**Passage**
— start —

Recommended decent XML editor? I kind of desperately need one.

M

Mike Kamermans

I hope someone can help me, because what I'm going through at the moment
trying to edit XML documents is enough to make me want to never edit XML
again.

I'm looking for an XML editor that has a few features that you'd expect
in any editor, except nearly none of them seem to have:

1 - Search and repalce with Regular Expressions.
2 - Search and Replace in an Xpath context.
3 - User specified tag-generation for either on a single line, or
over multuiple lines.
4 - Auto XML-formatting (ideally using the previous property)
5 - A "wrap selection in element" option


(1)

Admittedly, this is not so hard. A lot of XML editors have it, but some
don't.

(2)

This seems a lot harder to come by. In fact, so far no XML editor rogram
seems to have it. XMLwriter, XMLmind, XMLspy, <Oxygen/>... none of them.
This is hell, it's a function that I simply *need* as editor of XML
documents.

The fact that this doesn't exist means I'm resorting to scriptin Perl
scripts that do regular expression replacements that act only within
specific element nests. I have to do this manual for every xpath I need
something changed in... this wastes so much of my time it's surreal.

(3)

Again, something that apparently no editor seems to have. The fact that
this is missing means that editors that have what I need as (4), auto-
format XML in a completely unreadable fashion when in-sentence markup is
used to for instance indicate something is <bold>bold</bold> or has ruby-
style (www.w3c.org/TR/ruby) overhead reading.

if I type <ruby> and the editor I use auto-compeletes it to:

<ruby>
<rb></rb>
<rt></rt>
<ruby>

then that's completely useless, it's needed on a single line, not four
separate lines...

conversely, if I'm typing <table> I don't want the autocomplete to give
me <table><tr><td></td></tr></table>, I need it on multiple lines.

(4)

Why programs such as XMLspy miss this option is beyond me, but it's
something that's just really needed.

(5)

you select a bit of XML, select "wrap in element", give the program the
element's name, and presto, your selected text now sits between <element>
and </element>.

This is also something that anyone who writes XML, or has to edit it,
would expect to exist. It's common sense. But then again, not every XML
editor seems to have it.

— end —

**Things to do**
A - Name each XML editor program that the post about XML editors mentions by name.
B - Write the next few sentences of the post about XML editors, starting after its final sentence.

**Dataset entries**
— start —

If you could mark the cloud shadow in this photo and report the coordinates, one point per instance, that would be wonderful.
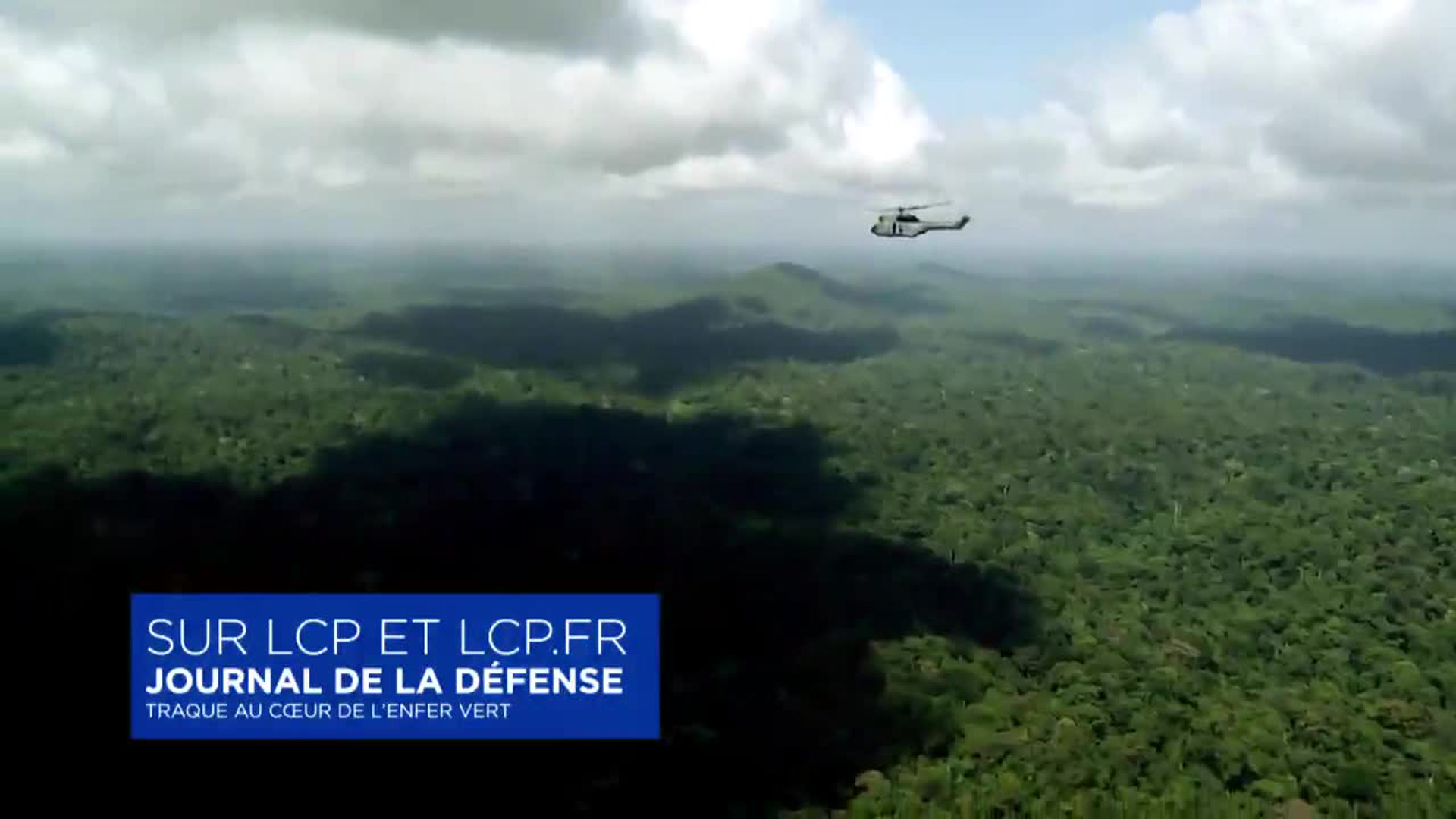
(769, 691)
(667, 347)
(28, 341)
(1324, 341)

— end —
— start —

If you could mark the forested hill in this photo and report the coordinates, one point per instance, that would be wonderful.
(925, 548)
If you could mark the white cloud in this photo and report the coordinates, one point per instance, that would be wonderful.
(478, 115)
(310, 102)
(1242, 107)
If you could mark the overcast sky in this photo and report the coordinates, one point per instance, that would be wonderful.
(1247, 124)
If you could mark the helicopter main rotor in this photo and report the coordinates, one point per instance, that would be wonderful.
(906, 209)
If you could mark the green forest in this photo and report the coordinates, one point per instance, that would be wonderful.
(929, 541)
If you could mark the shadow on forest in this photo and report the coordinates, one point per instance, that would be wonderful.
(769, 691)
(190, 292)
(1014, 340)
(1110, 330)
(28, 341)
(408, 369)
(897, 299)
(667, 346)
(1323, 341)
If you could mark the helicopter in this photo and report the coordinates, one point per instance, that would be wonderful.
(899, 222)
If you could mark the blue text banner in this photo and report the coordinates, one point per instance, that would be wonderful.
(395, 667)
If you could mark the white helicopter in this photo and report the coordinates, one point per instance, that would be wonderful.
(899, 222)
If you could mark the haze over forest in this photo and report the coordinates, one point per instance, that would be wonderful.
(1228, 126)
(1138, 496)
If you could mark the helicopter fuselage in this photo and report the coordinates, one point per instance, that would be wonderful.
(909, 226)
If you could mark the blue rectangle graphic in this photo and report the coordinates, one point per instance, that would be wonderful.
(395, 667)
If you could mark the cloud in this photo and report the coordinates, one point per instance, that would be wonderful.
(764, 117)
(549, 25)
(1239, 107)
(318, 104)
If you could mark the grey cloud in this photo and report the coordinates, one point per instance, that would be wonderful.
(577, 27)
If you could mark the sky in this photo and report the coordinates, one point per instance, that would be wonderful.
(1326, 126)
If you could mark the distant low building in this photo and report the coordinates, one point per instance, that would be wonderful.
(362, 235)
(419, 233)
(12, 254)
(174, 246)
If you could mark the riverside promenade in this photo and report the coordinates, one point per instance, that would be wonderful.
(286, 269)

— end —

**Exercise results**
A - XMLwriter, XMLmind, XMLspy, <Oxygen/>

B -
If anyone knows an editor that has these features, please, PLEASE let me
know. At the moment I'm editing some bad XML and for something as
stupidly trivial as a text search and replace in an XPATH context, I need
to first script something in PERL that does the replacing in the proper
elements, then I need to autoformat the XML in XMLwriter because PERL
uses a blind replace, so tabs aren't shifted when a new tag is inserted
or an obsolete one removed. Then a have to kill all the bad formatting
that XMLwriter generated in terms of for instance <ruby> tags using
regular expression replacing in a high-level texteditor like TextPad.

I'm literally wasting hours with simple tasks...

Whoever knows, you're my hero.


Mike Kamermans

PS: I tried XMLspy, XMLmind, XMLwriter, Cooktop, Peter's XML editor and
Oxygen... from all those, only programming what I need in PERL seems to
be able to do what I'd expect from a half-decent XML editor.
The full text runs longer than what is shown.